I'm a real big fan of doing what works.


----------



## SoontobeGrandpa (May 24, 2010)

what is the maximum time i can allow my arps to be in the same bedding? some of them had bedding for like 1 month already. when do i clean and put new beddings?


----------



## SarahY (Nov 6, 2008)

I do mine two or three times a week, but most people change the bedding once a week. A month is much too long between clean-outs 

Sarah xxx


----------



## SoontobeGrandpa (May 24, 2010)

i visited the petshop last week and i noticed that the beddings of the mices changed to shredded paper. i got interested in this and i kinda want to use shredded paper too because the mices look more happy in it by digging inside and hiding with all of that shredded paper on top of them. can i use this from now on and no more aspen? i have 2 big bags of shredded paper ready to be used in my house.


----------



## WoodWitch (Oct 18, 2009)

Shredded paper is fine for a bedding material, but is *not* a replacement for a substrate such as Aspen, Aubiose, or shavings etc.

Mice need something absorbant AND something to nest in.
- - -
▶ **Task requirements**: How would you put the sentence "I'm a real big fan of doing what works." from the forum thread on pet bedding into Spanish? The listing is separate material with no connection to the thread.

[Entries from a dataset]
- - -
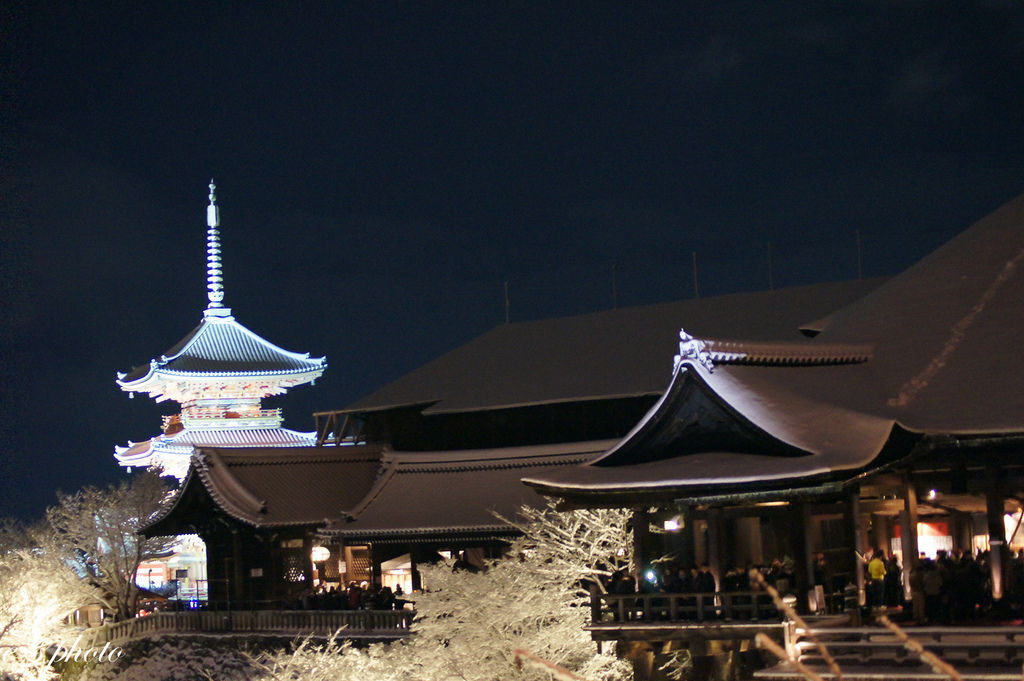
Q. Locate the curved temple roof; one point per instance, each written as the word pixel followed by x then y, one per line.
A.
pixel 219 346
pixel 928 360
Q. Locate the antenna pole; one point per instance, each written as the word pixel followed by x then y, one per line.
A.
pixel 696 288
pixel 508 301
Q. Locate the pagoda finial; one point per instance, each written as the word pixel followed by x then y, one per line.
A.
pixel 214 279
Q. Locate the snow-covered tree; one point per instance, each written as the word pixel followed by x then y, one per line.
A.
pixel 94 530
pixel 37 593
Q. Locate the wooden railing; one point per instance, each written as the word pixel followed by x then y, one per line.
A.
pixel 736 605
pixel 351 624
pixel 873 644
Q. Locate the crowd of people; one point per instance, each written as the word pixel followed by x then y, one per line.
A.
pixel 955 586
pixel 356 596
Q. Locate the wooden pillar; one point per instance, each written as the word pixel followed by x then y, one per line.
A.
pixel 716 543
pixel 238 581
pixel 376 575
pixel 800 521
pixel 994 510
pixel 687 539
pixel 855 540
pixel 908 534
pixel 307 558
pixel 641 531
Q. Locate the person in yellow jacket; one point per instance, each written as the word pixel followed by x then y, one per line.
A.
pixel 877 572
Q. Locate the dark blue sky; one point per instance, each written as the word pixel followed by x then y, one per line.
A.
pixel 383 167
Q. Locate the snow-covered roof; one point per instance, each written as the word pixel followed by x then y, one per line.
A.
pixel 437 495
pixel 939 364
pixel 366 492
pixel 612 353
pixel 268 487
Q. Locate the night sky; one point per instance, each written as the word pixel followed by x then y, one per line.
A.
pixel 384 167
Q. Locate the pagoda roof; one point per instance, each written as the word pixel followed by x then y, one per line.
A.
pixel 185 440
pixel 220 346
pixel 938 369
pixel 612 353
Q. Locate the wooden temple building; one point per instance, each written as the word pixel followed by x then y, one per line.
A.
pixel 422 466
pixel 826 420
pixel 219 373
pixel 901 409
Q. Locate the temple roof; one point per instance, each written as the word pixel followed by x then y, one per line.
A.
pixel 185 440
pixel 219 346
pixel 366 492
pixel 938 369
pixel 439 495
pixel 612 353
pixel 269 487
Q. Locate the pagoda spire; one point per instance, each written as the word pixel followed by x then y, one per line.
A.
pixel 214 274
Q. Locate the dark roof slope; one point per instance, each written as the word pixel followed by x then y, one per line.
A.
pixel 276 486
pixel 943 370
pixel 442 495
pixel 219 345
pixel 947 334
pixel 617 352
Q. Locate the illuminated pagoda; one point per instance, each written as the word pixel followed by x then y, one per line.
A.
- - -
▶ **Output**: Soy muy fan de hacer lo que funciona.